Objective: Pick out every line in the entries below that contains the string "player", matching case exactly, and copy each one.

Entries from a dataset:
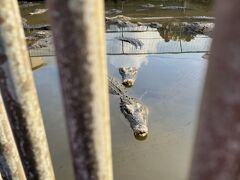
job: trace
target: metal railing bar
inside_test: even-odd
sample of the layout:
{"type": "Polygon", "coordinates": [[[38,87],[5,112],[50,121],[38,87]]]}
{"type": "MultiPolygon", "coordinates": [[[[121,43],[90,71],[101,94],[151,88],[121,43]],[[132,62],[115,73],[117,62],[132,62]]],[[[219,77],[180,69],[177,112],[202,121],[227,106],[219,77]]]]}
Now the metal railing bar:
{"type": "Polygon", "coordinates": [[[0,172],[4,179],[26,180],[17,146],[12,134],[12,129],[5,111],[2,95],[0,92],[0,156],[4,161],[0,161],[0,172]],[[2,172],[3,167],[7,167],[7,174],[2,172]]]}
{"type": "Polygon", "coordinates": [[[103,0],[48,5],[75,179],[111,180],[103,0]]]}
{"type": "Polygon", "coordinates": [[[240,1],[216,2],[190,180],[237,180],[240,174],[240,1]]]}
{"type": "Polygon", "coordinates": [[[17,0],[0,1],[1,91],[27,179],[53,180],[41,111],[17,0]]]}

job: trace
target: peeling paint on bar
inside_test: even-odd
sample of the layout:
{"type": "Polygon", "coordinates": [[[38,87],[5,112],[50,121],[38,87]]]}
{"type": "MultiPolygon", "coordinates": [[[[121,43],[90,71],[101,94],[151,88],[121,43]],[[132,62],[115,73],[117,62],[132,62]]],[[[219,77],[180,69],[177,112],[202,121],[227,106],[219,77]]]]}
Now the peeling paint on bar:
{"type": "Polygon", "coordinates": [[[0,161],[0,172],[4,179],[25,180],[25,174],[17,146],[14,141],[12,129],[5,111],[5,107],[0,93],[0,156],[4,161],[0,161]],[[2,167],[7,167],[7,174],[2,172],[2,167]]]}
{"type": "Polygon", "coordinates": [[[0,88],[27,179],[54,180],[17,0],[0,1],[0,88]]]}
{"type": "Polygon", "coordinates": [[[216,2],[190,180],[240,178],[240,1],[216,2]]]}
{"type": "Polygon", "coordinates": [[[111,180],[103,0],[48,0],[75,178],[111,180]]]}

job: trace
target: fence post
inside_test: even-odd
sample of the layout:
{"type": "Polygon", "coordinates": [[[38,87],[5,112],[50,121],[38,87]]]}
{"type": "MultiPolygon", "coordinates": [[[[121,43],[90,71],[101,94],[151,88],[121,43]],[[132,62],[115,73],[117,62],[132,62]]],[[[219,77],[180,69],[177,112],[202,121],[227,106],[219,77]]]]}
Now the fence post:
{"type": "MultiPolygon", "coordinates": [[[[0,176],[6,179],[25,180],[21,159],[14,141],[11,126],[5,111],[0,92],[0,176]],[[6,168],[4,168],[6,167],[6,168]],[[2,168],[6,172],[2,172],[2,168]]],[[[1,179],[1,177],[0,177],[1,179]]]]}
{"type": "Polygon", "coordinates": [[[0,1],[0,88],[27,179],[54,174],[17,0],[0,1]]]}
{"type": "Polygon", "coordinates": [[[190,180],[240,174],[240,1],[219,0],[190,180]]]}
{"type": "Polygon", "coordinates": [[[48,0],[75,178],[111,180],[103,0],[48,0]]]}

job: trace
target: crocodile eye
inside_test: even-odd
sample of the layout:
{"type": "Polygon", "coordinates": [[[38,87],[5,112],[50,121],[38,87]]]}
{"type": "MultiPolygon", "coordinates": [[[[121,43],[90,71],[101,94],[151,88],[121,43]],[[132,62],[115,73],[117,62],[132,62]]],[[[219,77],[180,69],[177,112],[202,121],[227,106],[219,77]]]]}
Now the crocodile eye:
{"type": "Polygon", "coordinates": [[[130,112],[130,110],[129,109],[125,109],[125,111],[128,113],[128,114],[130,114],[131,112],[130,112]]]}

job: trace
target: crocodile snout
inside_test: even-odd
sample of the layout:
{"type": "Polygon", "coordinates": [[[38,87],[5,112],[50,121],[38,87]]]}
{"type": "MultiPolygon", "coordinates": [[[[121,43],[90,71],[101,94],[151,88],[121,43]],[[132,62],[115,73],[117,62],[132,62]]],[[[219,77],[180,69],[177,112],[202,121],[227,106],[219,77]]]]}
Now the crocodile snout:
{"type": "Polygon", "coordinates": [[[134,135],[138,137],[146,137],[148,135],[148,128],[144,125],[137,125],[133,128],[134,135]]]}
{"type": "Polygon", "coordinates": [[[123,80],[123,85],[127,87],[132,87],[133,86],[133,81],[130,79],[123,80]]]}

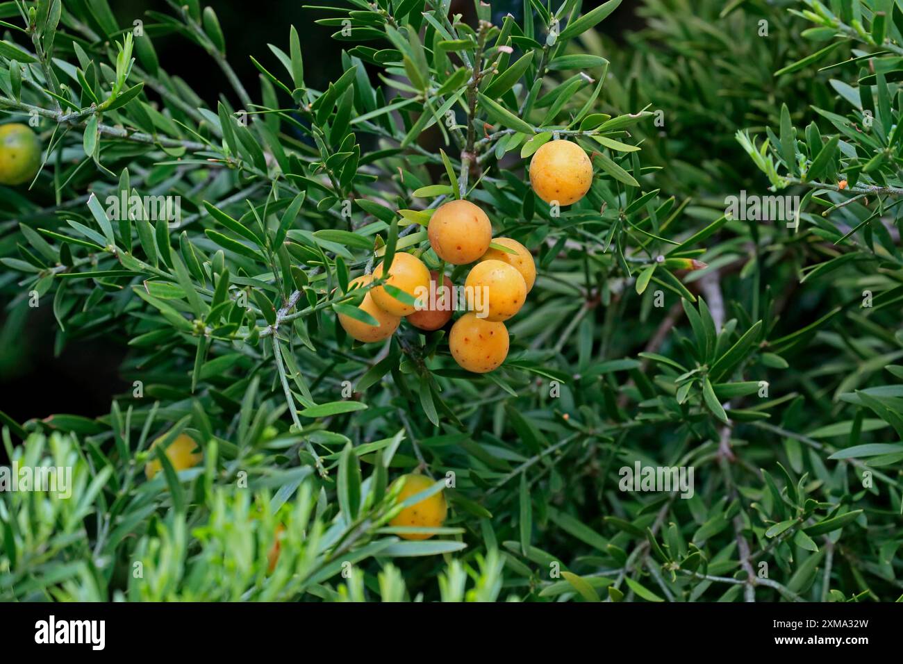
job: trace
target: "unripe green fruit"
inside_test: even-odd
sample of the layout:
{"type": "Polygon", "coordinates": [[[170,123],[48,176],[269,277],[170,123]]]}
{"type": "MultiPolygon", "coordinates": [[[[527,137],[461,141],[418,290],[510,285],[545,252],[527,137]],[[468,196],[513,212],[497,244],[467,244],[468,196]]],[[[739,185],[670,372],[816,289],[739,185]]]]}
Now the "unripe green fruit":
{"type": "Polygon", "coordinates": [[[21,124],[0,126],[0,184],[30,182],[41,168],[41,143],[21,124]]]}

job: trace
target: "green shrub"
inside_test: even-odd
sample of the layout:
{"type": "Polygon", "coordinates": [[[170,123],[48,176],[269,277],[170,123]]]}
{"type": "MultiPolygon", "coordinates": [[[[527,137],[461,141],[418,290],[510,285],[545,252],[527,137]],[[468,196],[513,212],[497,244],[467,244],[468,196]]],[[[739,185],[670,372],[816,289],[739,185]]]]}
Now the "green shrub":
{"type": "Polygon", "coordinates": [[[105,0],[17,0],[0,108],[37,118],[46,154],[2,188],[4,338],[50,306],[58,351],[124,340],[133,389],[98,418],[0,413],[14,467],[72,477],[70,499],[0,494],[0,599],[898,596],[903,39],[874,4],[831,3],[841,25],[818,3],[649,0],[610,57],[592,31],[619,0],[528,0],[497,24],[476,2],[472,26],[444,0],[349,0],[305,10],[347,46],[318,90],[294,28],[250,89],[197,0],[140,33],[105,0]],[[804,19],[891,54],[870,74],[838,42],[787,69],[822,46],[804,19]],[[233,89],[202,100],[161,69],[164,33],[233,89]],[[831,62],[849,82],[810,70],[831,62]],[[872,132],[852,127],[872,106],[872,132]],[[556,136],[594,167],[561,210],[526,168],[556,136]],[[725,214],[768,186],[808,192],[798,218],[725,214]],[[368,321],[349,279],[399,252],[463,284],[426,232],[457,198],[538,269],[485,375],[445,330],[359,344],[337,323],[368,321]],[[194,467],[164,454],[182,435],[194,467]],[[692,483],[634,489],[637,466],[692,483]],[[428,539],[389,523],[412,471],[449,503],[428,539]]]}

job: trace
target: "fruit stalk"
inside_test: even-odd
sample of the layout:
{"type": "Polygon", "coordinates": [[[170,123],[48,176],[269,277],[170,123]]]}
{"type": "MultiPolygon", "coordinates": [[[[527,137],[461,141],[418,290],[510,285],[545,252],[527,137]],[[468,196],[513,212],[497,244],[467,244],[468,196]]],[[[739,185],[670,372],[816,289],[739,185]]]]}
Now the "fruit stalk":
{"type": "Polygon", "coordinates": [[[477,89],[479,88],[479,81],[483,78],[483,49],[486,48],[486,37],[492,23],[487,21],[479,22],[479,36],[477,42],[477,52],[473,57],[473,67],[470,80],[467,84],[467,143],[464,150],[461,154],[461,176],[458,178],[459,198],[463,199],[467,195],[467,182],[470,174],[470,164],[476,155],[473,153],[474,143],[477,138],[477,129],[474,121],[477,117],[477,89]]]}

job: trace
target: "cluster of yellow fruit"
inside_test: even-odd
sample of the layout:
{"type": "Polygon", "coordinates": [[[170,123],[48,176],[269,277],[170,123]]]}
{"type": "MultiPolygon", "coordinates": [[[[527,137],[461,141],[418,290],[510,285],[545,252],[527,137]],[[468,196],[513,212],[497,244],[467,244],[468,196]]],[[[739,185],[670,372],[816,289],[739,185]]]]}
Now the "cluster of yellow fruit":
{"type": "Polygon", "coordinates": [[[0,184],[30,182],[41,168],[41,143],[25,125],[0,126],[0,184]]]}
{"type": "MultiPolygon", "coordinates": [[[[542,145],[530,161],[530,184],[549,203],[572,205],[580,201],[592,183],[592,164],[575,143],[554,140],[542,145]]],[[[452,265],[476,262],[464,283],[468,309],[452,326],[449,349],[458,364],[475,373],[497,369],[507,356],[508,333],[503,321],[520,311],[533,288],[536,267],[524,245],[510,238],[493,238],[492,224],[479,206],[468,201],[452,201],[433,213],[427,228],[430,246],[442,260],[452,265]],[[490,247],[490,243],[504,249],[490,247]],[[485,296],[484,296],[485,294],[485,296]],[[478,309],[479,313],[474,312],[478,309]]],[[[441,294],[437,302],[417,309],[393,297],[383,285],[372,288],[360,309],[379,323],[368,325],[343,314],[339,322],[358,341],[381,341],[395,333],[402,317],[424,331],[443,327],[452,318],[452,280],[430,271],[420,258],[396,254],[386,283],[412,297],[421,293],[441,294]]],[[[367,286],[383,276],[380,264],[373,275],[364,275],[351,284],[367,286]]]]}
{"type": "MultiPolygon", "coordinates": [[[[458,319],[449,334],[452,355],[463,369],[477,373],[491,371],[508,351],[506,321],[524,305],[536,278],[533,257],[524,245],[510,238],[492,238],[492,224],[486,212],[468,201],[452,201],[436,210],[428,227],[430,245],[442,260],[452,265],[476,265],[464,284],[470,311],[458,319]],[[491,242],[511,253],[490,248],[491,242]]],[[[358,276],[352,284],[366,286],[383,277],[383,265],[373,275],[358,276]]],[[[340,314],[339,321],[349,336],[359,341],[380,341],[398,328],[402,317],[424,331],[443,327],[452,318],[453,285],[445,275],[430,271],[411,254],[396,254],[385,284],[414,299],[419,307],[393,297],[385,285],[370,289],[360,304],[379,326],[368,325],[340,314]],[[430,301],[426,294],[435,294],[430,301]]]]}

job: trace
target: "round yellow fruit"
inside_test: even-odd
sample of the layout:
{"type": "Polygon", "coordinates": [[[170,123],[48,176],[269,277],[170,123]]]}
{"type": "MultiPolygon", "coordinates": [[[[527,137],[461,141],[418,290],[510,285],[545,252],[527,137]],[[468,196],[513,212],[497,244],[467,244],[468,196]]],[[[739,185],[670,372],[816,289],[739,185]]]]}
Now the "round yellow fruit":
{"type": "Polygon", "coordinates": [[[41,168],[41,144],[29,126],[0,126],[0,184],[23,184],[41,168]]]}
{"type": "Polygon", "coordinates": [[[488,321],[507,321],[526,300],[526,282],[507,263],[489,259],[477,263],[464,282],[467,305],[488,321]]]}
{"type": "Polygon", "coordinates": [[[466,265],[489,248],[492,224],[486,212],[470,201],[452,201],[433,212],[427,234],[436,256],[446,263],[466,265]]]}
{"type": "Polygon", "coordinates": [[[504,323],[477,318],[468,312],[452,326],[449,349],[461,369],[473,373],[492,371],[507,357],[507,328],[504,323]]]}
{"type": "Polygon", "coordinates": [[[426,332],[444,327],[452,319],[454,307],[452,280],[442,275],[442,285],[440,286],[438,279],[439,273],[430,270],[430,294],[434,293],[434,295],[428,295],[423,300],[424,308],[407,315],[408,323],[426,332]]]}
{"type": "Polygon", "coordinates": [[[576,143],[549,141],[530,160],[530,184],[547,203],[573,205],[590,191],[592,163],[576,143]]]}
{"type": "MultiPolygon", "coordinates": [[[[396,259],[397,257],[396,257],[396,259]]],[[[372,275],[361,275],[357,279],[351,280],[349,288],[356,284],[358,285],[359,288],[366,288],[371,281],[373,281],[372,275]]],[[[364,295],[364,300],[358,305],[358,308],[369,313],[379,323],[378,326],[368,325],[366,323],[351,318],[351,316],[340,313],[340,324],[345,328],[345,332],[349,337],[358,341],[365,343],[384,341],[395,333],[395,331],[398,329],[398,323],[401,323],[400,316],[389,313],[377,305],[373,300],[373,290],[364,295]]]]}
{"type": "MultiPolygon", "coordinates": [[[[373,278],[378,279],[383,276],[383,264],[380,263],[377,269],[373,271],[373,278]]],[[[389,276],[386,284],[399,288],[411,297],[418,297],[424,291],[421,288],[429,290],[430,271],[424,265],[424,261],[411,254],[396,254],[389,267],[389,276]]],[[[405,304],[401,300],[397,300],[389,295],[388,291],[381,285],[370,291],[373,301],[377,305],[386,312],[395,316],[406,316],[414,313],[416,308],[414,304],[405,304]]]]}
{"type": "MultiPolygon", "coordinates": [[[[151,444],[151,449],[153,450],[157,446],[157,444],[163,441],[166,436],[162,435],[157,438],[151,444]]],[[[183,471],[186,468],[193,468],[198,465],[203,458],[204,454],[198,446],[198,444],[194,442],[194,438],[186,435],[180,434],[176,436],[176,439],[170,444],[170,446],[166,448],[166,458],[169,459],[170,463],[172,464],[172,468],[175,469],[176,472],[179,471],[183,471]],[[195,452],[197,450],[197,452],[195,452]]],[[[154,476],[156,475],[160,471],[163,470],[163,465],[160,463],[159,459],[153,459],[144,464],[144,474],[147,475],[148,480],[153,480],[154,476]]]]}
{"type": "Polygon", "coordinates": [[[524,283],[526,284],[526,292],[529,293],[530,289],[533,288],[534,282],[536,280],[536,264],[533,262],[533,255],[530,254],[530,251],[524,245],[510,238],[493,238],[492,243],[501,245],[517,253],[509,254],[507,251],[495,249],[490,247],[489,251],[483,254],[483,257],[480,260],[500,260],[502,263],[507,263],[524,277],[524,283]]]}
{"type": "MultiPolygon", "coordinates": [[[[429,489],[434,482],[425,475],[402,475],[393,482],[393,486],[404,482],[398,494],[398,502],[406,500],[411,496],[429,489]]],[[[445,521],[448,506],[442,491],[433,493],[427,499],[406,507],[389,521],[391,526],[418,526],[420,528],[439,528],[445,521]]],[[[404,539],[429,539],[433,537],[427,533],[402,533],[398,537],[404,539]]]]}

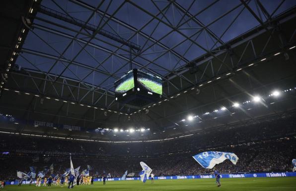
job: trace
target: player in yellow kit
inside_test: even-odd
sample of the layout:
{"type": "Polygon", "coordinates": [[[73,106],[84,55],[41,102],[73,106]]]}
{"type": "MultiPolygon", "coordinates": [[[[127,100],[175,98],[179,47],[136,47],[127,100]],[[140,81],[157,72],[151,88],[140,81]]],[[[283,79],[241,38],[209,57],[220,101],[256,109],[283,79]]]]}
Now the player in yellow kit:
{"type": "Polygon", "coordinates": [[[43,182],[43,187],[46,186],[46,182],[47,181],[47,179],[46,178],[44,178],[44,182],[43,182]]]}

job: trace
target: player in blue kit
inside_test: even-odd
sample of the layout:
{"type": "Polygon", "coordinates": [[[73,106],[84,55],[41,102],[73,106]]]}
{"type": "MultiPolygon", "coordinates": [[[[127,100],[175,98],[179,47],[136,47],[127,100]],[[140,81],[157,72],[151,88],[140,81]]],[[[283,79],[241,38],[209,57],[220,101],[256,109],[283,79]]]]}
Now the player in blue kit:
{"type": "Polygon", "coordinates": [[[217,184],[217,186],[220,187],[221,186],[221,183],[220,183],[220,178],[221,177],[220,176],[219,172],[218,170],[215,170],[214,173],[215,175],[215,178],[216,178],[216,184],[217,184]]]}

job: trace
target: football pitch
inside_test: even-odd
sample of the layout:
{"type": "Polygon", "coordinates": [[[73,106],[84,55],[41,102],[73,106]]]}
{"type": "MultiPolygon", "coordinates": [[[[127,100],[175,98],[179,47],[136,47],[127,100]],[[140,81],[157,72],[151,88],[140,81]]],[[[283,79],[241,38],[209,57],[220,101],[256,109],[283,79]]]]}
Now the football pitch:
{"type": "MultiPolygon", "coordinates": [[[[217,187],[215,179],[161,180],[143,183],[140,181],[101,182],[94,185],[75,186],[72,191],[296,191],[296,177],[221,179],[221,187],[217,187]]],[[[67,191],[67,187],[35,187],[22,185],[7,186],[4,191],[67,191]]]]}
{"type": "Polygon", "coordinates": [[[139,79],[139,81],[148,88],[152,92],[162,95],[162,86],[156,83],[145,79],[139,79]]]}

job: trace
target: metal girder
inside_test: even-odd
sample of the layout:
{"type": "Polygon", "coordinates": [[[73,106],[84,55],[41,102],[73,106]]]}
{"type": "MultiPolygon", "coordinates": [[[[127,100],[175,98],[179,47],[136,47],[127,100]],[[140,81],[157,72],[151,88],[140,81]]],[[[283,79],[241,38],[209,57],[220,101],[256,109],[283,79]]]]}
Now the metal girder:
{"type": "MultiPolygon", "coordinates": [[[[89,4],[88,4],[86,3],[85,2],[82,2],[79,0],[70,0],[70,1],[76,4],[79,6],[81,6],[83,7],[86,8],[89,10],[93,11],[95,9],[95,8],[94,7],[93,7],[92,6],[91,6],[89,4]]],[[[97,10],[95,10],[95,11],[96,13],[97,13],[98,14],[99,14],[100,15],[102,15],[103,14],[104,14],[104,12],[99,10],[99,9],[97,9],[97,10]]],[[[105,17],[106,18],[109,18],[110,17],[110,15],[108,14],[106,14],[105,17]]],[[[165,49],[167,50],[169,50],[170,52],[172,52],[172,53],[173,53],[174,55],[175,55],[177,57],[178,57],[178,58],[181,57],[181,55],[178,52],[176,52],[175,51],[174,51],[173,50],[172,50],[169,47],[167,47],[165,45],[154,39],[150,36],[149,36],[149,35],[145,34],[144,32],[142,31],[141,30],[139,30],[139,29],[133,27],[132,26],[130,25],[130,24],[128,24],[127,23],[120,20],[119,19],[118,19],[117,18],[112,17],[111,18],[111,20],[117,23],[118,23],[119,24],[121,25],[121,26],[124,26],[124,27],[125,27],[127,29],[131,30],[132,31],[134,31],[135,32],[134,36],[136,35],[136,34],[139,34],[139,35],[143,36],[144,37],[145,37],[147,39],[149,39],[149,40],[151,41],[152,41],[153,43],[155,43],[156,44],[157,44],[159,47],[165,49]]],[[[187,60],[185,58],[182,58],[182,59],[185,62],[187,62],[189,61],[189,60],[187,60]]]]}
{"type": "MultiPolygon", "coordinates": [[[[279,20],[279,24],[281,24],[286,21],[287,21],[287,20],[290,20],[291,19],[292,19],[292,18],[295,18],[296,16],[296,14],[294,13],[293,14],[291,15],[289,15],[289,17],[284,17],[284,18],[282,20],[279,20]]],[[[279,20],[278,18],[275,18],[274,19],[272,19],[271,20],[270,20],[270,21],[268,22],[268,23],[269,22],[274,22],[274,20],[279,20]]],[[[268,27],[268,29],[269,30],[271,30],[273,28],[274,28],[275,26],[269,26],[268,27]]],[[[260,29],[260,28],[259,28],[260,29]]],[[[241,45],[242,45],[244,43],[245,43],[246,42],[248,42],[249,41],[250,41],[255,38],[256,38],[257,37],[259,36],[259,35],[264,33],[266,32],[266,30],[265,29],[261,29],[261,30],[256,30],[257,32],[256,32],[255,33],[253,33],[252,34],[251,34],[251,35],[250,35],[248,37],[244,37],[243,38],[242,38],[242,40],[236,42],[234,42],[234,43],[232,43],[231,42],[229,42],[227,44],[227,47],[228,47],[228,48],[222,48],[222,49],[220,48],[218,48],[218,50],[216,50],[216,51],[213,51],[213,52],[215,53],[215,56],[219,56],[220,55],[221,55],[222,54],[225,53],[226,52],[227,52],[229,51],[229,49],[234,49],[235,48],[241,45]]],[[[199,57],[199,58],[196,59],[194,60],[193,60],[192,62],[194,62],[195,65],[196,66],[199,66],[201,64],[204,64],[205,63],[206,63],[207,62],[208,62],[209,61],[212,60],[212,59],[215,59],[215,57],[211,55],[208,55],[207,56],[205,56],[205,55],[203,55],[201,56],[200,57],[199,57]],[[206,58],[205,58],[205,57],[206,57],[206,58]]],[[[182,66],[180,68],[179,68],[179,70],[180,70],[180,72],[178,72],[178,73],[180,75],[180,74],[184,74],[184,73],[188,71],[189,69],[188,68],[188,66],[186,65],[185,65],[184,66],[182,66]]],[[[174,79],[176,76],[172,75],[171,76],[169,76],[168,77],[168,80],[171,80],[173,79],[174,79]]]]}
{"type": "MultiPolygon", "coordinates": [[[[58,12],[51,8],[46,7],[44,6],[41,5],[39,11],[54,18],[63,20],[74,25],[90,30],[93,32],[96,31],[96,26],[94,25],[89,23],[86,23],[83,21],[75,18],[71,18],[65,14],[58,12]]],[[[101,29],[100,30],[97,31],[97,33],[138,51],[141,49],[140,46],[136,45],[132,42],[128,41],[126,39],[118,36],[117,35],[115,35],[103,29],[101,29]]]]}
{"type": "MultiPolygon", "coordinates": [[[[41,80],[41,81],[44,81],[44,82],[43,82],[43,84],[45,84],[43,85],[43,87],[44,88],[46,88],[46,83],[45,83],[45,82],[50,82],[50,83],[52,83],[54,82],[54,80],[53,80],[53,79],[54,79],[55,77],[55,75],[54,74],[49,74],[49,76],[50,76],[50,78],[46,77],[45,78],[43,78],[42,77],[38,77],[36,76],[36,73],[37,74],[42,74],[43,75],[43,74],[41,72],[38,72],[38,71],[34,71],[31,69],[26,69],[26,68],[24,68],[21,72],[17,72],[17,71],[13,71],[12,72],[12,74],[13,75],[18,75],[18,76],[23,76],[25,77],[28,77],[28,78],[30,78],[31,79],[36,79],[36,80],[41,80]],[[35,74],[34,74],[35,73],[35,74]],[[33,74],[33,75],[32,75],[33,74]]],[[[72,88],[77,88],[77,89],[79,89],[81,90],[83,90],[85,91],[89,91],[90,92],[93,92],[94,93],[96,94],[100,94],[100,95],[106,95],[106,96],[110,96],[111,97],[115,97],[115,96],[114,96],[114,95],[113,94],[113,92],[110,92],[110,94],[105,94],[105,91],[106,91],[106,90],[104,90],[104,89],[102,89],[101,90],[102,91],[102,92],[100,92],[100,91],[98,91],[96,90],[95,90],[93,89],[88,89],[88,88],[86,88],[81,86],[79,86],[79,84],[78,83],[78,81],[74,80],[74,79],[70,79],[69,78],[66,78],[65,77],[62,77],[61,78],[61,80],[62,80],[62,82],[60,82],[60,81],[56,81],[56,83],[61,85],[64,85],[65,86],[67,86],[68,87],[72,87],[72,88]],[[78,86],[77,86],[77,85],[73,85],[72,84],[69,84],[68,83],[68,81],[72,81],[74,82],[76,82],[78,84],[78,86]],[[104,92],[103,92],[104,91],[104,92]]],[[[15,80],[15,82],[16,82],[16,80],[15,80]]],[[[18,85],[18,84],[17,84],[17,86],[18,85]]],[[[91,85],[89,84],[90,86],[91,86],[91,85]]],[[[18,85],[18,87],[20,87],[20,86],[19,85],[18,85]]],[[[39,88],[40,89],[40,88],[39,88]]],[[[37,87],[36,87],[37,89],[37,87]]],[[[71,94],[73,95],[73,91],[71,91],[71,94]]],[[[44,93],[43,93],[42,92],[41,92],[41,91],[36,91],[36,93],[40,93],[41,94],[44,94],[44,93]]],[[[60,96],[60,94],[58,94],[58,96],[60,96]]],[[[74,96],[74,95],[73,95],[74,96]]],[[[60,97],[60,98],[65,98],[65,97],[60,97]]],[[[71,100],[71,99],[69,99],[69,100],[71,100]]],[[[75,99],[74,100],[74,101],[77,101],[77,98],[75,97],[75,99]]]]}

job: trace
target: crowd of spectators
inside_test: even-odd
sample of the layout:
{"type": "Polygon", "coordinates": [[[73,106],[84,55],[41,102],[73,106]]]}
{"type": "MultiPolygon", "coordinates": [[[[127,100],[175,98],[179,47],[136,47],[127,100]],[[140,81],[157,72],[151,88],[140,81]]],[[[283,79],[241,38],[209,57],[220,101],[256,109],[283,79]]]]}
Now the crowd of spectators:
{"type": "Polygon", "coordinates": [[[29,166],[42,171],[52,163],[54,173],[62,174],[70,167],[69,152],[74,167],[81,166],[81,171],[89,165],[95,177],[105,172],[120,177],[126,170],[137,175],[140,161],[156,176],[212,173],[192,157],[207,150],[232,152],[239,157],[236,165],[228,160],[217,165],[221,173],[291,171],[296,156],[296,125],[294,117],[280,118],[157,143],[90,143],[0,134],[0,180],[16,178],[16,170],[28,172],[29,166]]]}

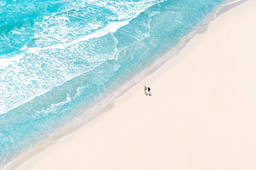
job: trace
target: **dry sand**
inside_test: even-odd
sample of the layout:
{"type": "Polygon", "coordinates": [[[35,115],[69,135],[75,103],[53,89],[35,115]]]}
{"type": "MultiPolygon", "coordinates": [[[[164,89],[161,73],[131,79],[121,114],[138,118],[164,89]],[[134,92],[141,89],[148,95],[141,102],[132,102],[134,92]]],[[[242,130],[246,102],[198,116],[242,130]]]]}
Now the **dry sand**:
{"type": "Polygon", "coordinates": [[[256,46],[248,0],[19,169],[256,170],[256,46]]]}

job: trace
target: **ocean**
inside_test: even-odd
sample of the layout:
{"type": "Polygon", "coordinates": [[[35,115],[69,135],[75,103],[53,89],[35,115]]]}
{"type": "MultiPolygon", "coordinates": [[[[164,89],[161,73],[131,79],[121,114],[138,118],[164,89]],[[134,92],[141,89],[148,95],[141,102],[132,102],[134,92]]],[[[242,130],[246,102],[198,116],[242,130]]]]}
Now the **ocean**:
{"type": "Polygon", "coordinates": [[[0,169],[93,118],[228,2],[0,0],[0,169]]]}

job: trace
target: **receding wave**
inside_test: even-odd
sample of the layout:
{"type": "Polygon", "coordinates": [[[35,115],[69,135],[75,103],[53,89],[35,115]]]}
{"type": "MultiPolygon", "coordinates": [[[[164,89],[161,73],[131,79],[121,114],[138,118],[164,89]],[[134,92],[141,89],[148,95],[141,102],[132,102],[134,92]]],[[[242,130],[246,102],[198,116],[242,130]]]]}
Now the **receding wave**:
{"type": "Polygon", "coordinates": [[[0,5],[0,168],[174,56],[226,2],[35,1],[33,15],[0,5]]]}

Problem solution:
target: player in yellow kit
Now the player in yellow kit:
target: player in blue kit
Now the player in blue kit:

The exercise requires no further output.